- EXTRACTED TEXT:
+===+

The cost of running a community resource that functions as a commons without any of the protections of a commons. We did all the work. The customers valued what we did. No one witnessed the cost. So we bore it until we couldn’t any longer and then we disappeared, and the local NRCS guy who had taken credit for our success no doubt flipped the script.
This is the autopsy finding.
The owner-operated farm did not fail as an economic model, though it has been losing the economic argument for 150 years. It failed as a relational model. It concentrated every load — biological, financial, emotional, physical, relational — onto one person or one household, provided no institutional redundancy, no risk pooling, no distributed governance, and then told the person carrying all of it that their virtue was the variable.

When the lightning strikes, the community can catch you. When the season turns against you for five months straight while your partner isn’t carrying his share and your wife is in a nursing home and your nervous system is running on fumes — there is no structure to catch you. Because the structure was you.

+===+

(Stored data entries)
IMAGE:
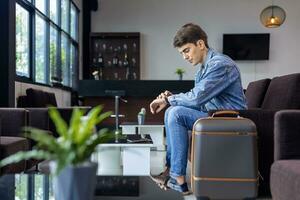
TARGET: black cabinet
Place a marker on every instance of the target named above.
(114, 56)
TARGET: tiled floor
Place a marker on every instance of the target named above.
(157, 165)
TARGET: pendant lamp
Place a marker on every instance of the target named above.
(272, 16)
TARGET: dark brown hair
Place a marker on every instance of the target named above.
(189, 33)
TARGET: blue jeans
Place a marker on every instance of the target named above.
(178, 121)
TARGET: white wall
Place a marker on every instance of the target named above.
(158, 20)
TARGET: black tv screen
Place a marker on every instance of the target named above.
(247, 46)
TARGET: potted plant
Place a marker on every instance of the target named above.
(74, 173)
(180, 72)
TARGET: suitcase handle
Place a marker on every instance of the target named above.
(226, 113)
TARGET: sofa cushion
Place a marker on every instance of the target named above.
(22, 101)
(287, 135)
(283, 93)
(285, 179)
(255, 92)
(13, 119)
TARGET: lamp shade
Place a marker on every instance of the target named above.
(272, 16)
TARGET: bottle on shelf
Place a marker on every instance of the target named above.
(100, 65)
(126, 65)
(115, 60)
(100, 60)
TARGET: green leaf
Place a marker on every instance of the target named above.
(22, 155)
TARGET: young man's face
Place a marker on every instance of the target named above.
(193, 53)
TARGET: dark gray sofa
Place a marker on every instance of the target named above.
(285, 171)
(282, 92)
(12, 120)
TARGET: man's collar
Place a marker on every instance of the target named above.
(207, 57)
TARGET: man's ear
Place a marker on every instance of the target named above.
(200, 43)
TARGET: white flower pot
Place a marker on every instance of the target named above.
(75, 182)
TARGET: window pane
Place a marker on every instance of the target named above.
(74, 22)
(22, 41)
(21, 186)
(73, 65)
(40, 50)
(65, 14)
(38, 186)
(53, 11)
(53, 55)
(41, 5)
(65, 60)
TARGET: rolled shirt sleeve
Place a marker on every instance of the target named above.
(216, 78)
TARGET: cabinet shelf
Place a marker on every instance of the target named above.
(114, 56)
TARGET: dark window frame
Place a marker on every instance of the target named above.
(33, 11)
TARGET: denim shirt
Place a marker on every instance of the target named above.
(217, 86)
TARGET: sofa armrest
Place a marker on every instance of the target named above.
(287, 135)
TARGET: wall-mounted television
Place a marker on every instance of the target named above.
(247, 46)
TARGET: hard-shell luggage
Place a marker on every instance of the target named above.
(224, 158)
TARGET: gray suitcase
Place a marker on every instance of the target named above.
(224, 158)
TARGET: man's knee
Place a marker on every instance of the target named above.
(175, 112)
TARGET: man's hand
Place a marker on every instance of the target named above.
(164, 94)
(157, 105)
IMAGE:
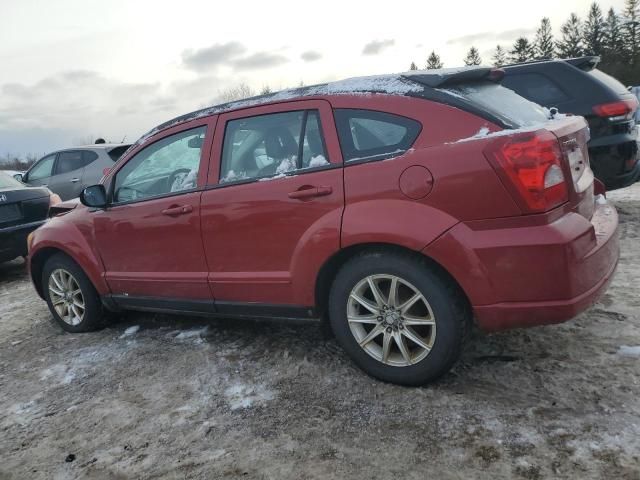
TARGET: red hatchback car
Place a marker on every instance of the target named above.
(398, 207)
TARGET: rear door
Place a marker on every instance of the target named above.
(271, 215)
(39, 175)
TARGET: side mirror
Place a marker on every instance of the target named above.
(94, 196)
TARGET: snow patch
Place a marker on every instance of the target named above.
(131, 331)
(629, 351)
(318, 161)
(245, 396)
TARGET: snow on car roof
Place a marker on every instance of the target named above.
(391, 84)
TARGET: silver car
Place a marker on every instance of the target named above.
(67, 172)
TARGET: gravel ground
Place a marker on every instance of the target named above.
(155, 396)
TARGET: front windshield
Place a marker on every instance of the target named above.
(7, 181)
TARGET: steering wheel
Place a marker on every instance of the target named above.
(177, 178)
(126, 194)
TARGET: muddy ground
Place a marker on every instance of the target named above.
(171, 397)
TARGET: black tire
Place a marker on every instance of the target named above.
(447, 303)
(93, 311)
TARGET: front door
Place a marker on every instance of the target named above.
(272, 213)
(149, 237)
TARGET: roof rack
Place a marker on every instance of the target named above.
(585, 63)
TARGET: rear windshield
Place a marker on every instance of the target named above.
(608, 80)
(7, 181)
(116, 153)
(501, 102)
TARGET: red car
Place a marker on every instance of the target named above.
(397, 207)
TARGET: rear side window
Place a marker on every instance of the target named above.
(501, 102)
(536, 87)
(116, 153)
(272, 145)
(373, 135)
(42, 169)
(73, 160)
(608, 80)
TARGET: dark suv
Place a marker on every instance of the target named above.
(576, 86)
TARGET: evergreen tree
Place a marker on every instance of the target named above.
(593, 33)
(522, 51)
(571, 43)
(499, 57)
(434, 62)
(632, 29)
(473, 57)
(544, 43)
(613, 37)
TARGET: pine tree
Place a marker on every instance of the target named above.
(613, 37)
(434, 62)
(632, 29)
(499, 57)
(522, 51)
(544, 43)
(593, 33)
(473, 57)
(571, 43)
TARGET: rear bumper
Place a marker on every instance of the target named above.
(13, 240)
(614, 160)
(532, 275)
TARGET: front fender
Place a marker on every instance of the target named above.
(75, 239)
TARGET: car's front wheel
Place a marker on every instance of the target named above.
(398, 318)
(70, 295)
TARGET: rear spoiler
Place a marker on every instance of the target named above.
(584, 63)
(447, 77)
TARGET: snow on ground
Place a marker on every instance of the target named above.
(261, 400)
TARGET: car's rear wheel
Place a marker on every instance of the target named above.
(398, 318)
(71, 297)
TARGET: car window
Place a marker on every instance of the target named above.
(69, 161)
(536, 87)
(370, 135)
(42, 169)
(609, 81)
(117, 152)
(269, 145)
(166, 166)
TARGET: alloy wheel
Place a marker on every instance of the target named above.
(391, 320)
(66, 296)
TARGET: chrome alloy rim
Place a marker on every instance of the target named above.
(66, 296)
(391, 320)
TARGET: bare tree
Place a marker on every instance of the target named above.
(239, 92)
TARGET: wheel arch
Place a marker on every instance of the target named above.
(330, 268)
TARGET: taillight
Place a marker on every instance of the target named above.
(620, 110)
(530, 164)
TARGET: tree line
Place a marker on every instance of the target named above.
(614, 36)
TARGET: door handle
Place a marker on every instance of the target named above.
(175, 210)
(310, 192)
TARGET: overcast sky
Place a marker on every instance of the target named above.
(71, 69)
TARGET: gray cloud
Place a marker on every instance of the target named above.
(259, 60)
(311, 56)
(377, 46)
(211, 57)
(54, 111)
(505, 36)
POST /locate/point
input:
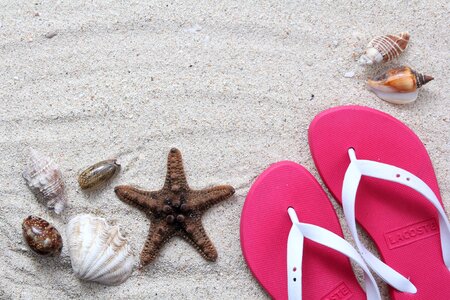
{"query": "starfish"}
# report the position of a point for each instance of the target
(175, 210)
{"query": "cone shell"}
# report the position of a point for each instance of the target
(385, 48)
(98, 173)
(45, 180)
(98, 252)
(398, 85)
(41, 236)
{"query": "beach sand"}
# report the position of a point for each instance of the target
(233, 85)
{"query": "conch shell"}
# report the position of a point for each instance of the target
(45, 180)
(98, 174)
(398, 85)
(385, 48)
(98, 252)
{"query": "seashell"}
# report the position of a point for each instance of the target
(385, 48)
(41, 236)
(97, 251)
(98, 173)
(398, 85)
(45, 180)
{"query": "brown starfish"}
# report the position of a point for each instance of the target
(175, 210)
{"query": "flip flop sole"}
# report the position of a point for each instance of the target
(265, 226)
(403, 225)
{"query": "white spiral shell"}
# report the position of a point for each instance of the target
(45, 180)
(385, 48)
(98, 252)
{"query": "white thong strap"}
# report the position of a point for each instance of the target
(298, 232)
(355, 171)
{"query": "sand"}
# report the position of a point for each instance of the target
(233, 85)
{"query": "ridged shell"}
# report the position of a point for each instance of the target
(98, 173)
(98, 252)
(385, 48)
(41, 236)
(45, 180)
(398, 85)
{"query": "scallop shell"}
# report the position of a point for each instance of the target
(398, 85)
(41, 236)
(45, 180)
(98, 173)
(385, 48)
(98, 252)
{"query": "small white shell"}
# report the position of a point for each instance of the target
(45, 180)
(385, 48)
(98, 252)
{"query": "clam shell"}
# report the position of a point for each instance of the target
(45, 180)
(398, 85)
(41, 236)
(385, 48)
(98, 252)
(98, 173)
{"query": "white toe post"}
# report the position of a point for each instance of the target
(358, 168)
(298, 232)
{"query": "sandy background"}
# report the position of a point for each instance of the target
(233, 85)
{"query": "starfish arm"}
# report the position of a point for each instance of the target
(175, 178)
(138, 198)
(196, 236)
(205, 198)
(158, 235)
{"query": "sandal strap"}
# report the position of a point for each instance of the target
(320, 235)
(358, 168)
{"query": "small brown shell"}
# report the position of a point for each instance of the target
(41, 236)
(98, 173)
(398, 85)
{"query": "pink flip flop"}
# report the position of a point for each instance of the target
(379, 170)
(291, 239)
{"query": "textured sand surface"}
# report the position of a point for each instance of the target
(233, 85)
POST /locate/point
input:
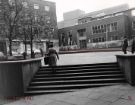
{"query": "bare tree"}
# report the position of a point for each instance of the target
(11, 14)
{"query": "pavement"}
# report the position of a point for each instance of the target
(123, 94)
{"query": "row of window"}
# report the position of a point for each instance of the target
(105, 28)
(103, 39)
(36, 6)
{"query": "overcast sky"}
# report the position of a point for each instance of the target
(87, 5)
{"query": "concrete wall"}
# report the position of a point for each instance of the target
(127, 65)
(15, 76)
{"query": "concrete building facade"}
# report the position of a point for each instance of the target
(109, 27)
(45, 22)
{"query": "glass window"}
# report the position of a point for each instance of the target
(133, 25)
(47, 8)
(36, 6)
(25, 4)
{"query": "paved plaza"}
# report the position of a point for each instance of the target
(122, 94)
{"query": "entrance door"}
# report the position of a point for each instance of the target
(83, 44)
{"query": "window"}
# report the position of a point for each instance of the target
(36, 6)
(25, 4)
(81, 32)
(133, 25)
(47, 8)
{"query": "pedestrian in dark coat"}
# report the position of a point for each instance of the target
(53, 56)
(133, 46)
(125, 45)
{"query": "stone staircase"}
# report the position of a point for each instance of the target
(73, 77)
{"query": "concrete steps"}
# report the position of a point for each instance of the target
(74, 77)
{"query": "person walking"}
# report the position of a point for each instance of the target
(53, 56)
(42, 53)
(133, 46)
(125, 45)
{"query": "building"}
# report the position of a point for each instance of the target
(70, 18)
(44, 26)
(113, 25)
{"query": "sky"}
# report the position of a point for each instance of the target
(63, 6)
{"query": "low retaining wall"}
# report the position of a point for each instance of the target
(127, 65)
(15, 76)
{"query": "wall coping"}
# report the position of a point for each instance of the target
(22, 61)
(126, 55)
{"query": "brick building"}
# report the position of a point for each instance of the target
(113, 25)
(45, 21)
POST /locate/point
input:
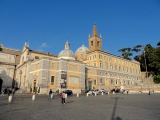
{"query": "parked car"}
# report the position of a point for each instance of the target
(68, 92)
(115, 90)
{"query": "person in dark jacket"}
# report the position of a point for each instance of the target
(49, 95)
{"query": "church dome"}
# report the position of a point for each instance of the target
(83, 48)
(66, 53)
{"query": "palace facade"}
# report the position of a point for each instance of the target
(87, 68)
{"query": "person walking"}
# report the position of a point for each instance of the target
(3, 91)
(49, 95)
(63, 97)
(1, 82)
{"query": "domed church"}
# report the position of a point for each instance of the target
(88, 68)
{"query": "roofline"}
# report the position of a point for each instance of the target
(43, 53)
(113, 55)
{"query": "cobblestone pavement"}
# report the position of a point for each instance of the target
(106, 107)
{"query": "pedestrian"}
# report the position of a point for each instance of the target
(3, 91)
(63, 97)
(49, 95)
(13, 91)
(8, 91)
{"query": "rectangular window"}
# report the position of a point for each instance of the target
(110, 59)
(111, 81)
(52, 80)
(97, 43)
(94, 82)
(100, 56)
(36, 57)
(105, 57)
(106, 65)
(100, 65)
(81, 56)
(94, 56)
(111, 67)
(100, 80)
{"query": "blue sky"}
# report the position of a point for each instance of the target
(47, 24)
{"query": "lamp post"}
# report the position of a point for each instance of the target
(146, 67)
(13, 81)
(20, 73)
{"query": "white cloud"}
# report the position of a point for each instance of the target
(44, 45)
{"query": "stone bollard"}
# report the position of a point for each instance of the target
(10, 98)
(33, 97)
(87, 94)
(77, 94)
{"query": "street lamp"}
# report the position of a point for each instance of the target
(20, 73)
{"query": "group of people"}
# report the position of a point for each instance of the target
(50, 95)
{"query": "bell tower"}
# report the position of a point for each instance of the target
(95, 41)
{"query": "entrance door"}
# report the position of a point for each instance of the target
(90, 85)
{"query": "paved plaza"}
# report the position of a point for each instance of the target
(106, 107)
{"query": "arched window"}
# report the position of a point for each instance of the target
(22, 59)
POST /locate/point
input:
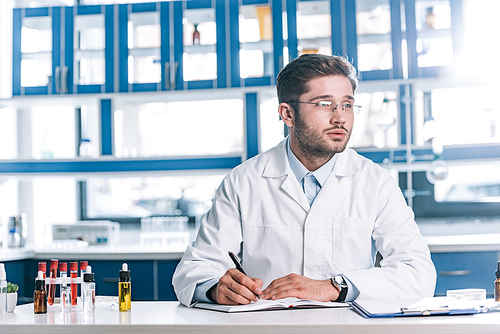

+===+

- TASK ITEM:
Return the portion of the text on the owner-operated farm starting at "The owner-operated farm" and ending at "was the variable.". These records were drawn from a separate source.

- WRITTEN ANSWER:
The owner-operated farm did not fail as an economic model, though it has been losing the economic argument for 150 years. It failed as a relational model. It concentrated every load — biological, financial, emotional, physical, relational — onto one person or one household, provided no institutional redundancy, no risk pooling, no distributed governance, and then told the person carrying all of it that their virtue was the variable.